[The input]
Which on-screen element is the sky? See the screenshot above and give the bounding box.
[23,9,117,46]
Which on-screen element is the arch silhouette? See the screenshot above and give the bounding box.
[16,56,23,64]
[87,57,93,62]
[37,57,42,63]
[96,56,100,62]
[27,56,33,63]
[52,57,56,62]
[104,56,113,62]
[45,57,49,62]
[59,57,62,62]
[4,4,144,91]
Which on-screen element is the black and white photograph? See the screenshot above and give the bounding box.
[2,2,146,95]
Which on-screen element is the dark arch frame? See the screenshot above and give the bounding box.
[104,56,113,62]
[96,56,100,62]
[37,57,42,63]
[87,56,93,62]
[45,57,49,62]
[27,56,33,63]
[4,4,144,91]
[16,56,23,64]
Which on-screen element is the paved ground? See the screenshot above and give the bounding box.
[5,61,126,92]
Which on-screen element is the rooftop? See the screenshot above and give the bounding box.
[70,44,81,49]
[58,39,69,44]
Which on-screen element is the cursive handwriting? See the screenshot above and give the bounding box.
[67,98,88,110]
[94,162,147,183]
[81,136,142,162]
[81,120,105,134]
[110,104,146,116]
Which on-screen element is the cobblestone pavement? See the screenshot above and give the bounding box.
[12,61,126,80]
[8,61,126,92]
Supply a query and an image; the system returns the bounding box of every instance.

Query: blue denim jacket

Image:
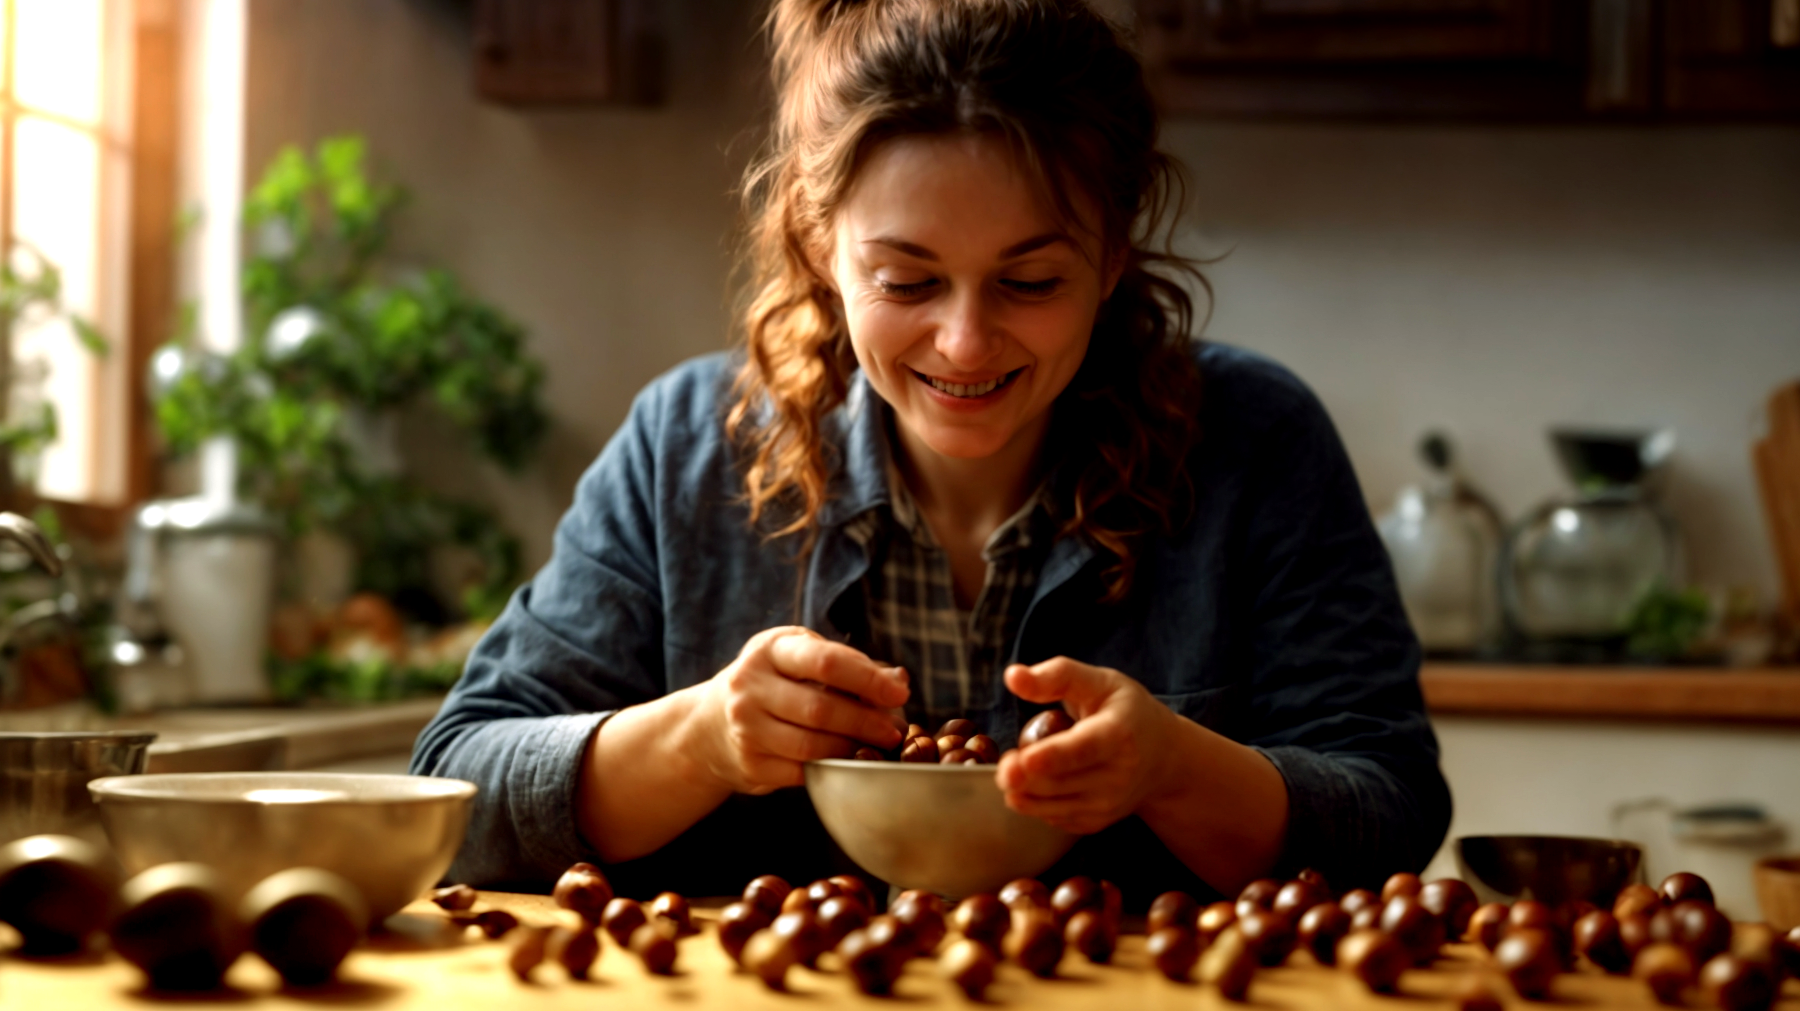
[411,343,1451,903]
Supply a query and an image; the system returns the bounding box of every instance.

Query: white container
[160,530,275,703]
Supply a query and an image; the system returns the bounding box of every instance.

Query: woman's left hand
[995,657,1182,835]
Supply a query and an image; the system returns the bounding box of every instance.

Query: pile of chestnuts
[498,861,698,981]
[850,709,1074,765]
[0,833,368,991]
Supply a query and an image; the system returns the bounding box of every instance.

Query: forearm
[575,685,734,864]
[1137,719,1290,898]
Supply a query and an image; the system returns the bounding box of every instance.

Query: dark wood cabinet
[473,0,662,105]
[1138,0,1800,119]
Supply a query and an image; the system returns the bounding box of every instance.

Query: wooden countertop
[8,891,1798,1009]
[1421,662,1800,726]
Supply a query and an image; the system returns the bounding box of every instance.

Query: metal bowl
[89,772,475,924]
[1456,834,1643,908]
[0,731,156,847]
[805,759,1074,899]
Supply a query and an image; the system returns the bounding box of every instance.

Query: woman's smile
[909,365,1025,405]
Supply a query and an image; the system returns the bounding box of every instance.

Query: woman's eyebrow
[862,232,1074,261]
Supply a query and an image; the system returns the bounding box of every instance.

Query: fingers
[758,675,904,748]
[767,632,910,708]
[1003,657,1116,714]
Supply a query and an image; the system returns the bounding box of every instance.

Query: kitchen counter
[128,697,443,773]
[1420,662,1800,726]
[11,890,1796,1008]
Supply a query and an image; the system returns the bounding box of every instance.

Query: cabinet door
[475,0,621,104]
[1661,0,1800,117]
[1139,0,1591,117]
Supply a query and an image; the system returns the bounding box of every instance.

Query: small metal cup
[0,730,156,847]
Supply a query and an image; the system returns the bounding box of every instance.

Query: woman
[412,0,1450,905]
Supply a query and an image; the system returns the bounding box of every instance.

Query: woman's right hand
[685,626,909,794]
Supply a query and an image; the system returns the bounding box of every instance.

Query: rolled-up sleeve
[1236,383,1452,889]
[410,380,671,887]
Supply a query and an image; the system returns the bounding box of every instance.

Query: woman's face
[825,133,1118,464]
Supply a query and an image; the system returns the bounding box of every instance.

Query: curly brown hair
[728,0,1208,601]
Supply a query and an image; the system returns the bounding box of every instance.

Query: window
[2,0,134,505]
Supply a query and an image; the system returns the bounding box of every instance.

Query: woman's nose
[934,287,1004,369]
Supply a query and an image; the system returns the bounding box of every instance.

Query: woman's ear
[1100,245,1127,301]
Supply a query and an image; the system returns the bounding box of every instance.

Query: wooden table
[7,891,1799,1008]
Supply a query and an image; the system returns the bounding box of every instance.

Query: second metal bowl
[0,730,156,847]
[805,759,1074,899]
[1456,834,1643,908]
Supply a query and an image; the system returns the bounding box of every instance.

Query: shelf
[1419,663,1800,726]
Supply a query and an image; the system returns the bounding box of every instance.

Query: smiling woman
[414,0,1451,909]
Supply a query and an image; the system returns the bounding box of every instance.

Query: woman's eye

[What to work on] Please set down every record above exactly as it appears, leaving out the pictures.

[Expected answer]
Which on-screen element is the sky? See the screenshot above and give the bounding box.
[23,9,117,46]
Which on-screen element is the arch silhouette? See the screenshot above and give the bounding box.
[16,56,23,64]
[87,57,93,62]
[37,57,42,63]
[96,56,100,62]
[27,56,33,63]
[52,57,56,62]
[104,56,113,62]
[45,57,49,62]
[59,57,62,62]
[4,4,144,91]
Which on-screen element is the black and white photograph? See the screenshot above and give the bounding box.
[2,2,146,95]
Which on-screen element is the dark arch frame? See the screenshot above and give the bounding box.
[104,56,113,62]
[96,56,100,62]
[37,57,42,63]
[87,56,93,62]
[45,57,49,62]
[27,56,33,63]
[4,4,144,91]
[16,56,23,64]
Which on-screen element is the paved ground? See the screenshot above and give the bounding box.
[5,61,126,92]
Which on-screen element is the rooftop? See the screenshot above and give the bounding box.
[70,44,81,49]
[58,39,69,44]
Which on-screen element is the cursive handwriting? See the screenshot above and give the bounding box.
[67,98,88,110]
[94,162,147,183]
[81,136,142,162]
[81,120,105,134]
[110,104,146,116]
Which on-screen element is the cobblestone pavement? See the screenshot above and give the bounding box.
[12,61,126,80]
[8,61,126,92]
Supply a query and an image; the system returns the bounding box of every instance.

Query: blue denim jacket

Image:
[411,343,1451,903]
Supply a query and an image; the system returns the bounding box of every instance.

Query: white container
[160,530,275,703]
Supply a query and an image; the system returns the bounding box of every instance.

Query: woman's left hand
[995,657,1182,835]
Supply a query and an image; the system returns the bounding box of every instance.

Query: pile of chestnuts
[498,861,698,981]
[850,709,1074,765]
[0,833,368,991]
Supply a query and an image; the system returns the bounding box of every instance.

Query: forearm
[575,685,734,864]
[1137,719,1290,898]
Supply a query and an image; the system returns the bounding box of every instance.

Query: dark wood cabinet
[473,0,662,105]
[1138,0,1800,119]
Supply a query and an image; the system returns the bounding box of every instance.

Query: wooden countertop
[8,891,1798,1009]
[1421,662,1800,726]
Supply a query and an image; the system returns the bounding box of every instance.

Query: metal bowl
[89,772,475,924]
[1456,834,1643,908]
[0,731,156,847]
[805,759,1074,899]
Supply a query and an image; the system returns the bounding box of every instance.

Query: woman's smile
[909,365,1025,405]
Supply a query and an image; the system returns the bounding box of every instance.

Query: woman's eyebrow
[862,232,1074,261]
Supply a query and an image; the system returns the bounding box of every instance.

Query: fingers
[758,675,904,748]
[767,632,910,708]
[1003,657,1116,714]
Supply a query and an image; the system returns the bounding box of every instance.

Query: kitchen counter
[128,697,443,773]
[1420,662,1800,726]
[11,890,1796,1008]
Supply a query and an image; the system returns the bounding box of every instance.

Query: cabinet door
[475,0,621,104]
[1661,0,1800,117]
[1139,0,1591,117]
Supply a query and an image; the system returns the bounding box of every instance.

Query: small metal cup
[0,730,156,847]
Supply a query and an image; the system returns the bounding box of every instance.

Query: woman
[412,0,1450,905]
Supply a query and an image; the system returns the bounding box of every instance.

Query: woman's right hand
[685,626,909,794]
Supply a query and an image; the system returns the bounding box of every instance.

Query: rolled-up sleeve
[1236,383,1452,889]
[410,380,671,887]
Supply a query and an image; the system returns the bounding box of every instance.

Query: woman's face
[825,133,1118,464]
Supply a query and an image; the system returns the bounding box of every instance.

Query: curly brown hair
[728,0,1208,601]
Supply a query and an image; the system returns the bounding box of every instance.

Query: window
[2,0,134,505]
Supply a query and an image; the system returns the bounding box of every instance.

Query: woman's nose
[934,287,1004,369]
Supply a query and an image; the system returns the bounding box of every instance.

Query: woman's ear
[1100,245,1127,301]
Supply a query and an image; the system returns the bounding box of every instance.

Query: wooden table
[7,891,1799,1008]
Supply a query and an image; the system returns the bounding box of every instance.

Query: second metal bowl
[0,730,156,847]
[805,759,1074,899]
[1456,834,1643,908]
Supply a query and an image; the system returns the bounding box of every instance.

Query: shelf
[1419,663,1800,726]
Supply a query and an image; the system returns the bounding box of every instance.

Query: smiling woman
[414,0,1451,909]
Supply a query and an image; the system returns the bounding box of every instance.

Query: woman's eye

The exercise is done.